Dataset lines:
#####

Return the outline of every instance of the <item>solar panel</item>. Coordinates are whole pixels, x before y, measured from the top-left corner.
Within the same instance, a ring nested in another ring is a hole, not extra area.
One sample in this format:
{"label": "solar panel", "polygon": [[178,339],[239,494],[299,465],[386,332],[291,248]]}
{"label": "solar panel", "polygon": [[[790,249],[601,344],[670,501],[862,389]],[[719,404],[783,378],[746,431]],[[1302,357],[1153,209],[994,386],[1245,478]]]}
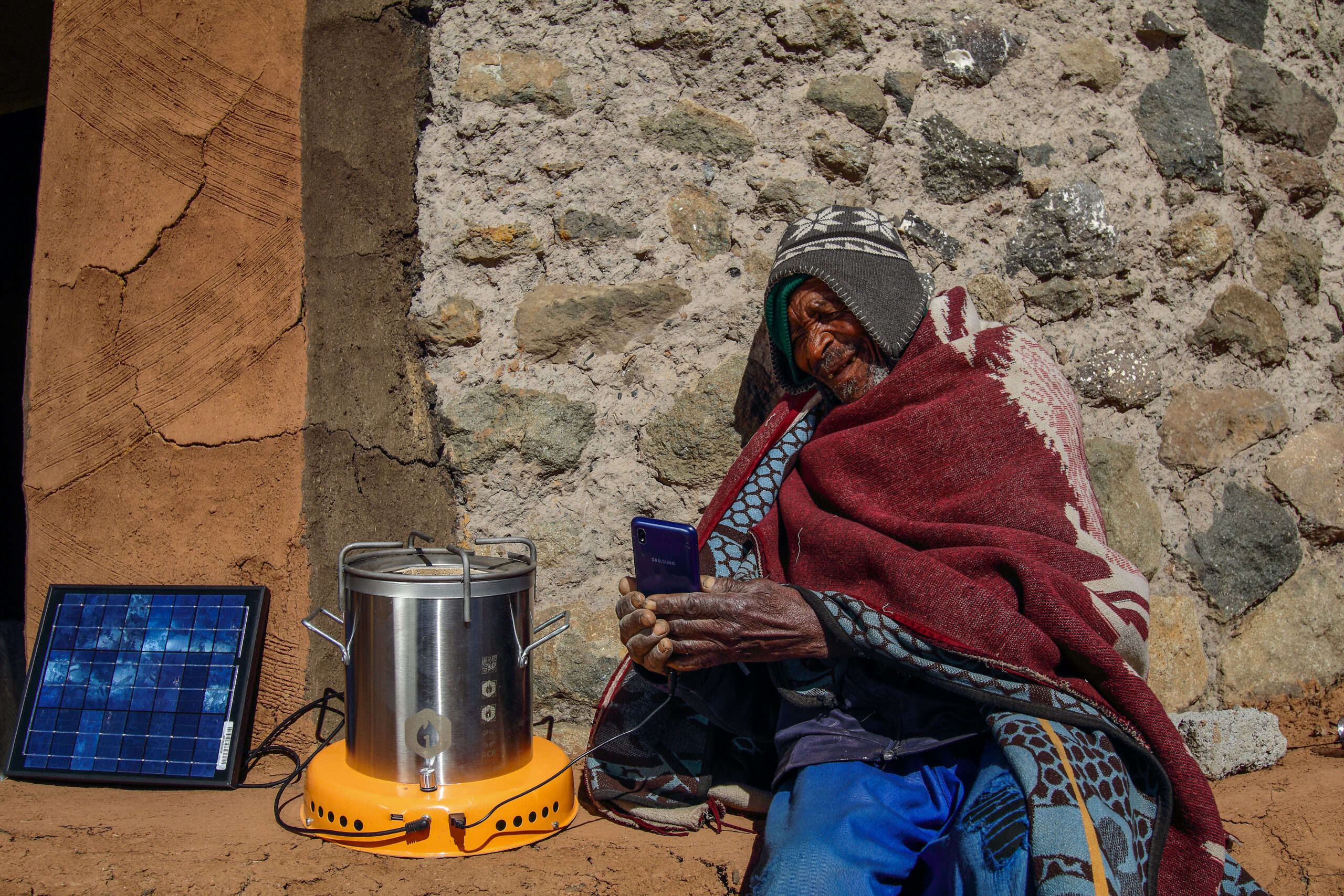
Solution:
{"label": "solar panel", "polygon": [[263,587],[51,586],[5,774],[234,787]]}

#####

What is needed
Convert the lines above into a two-column CSV with the headers "prompt" and "completion." Give one row per line, with its text and its answer each in a single quoted field, line breaks replaced by spaces, and the pictures left out.

Result of this task
prompt,completion
"Return the outline of every instance of the <item>solar panel</item>. Coordinates are whole pixels, x before y, measured from the top-left corner. Within the same instance, a ring nested in another ring is a hole, not extra area. One sample in this format: {""label"": ""solar panel"", ""polygon"": [[178,339],[239,494],[299,465],[386,332],[291,248]]} {""label"": ""solar panel"", ""polygon"": [[[790,249],[601,344],[670,501],[862,389]],[[719,404],[783,378],[746,431]],[[1302,357],[1153,209],[994,386],[1245,478]]]} Solution:","{""label"": ""solar panel"", ""polygon"": [[263,587],[51,586],[5,774],[234,787]]}"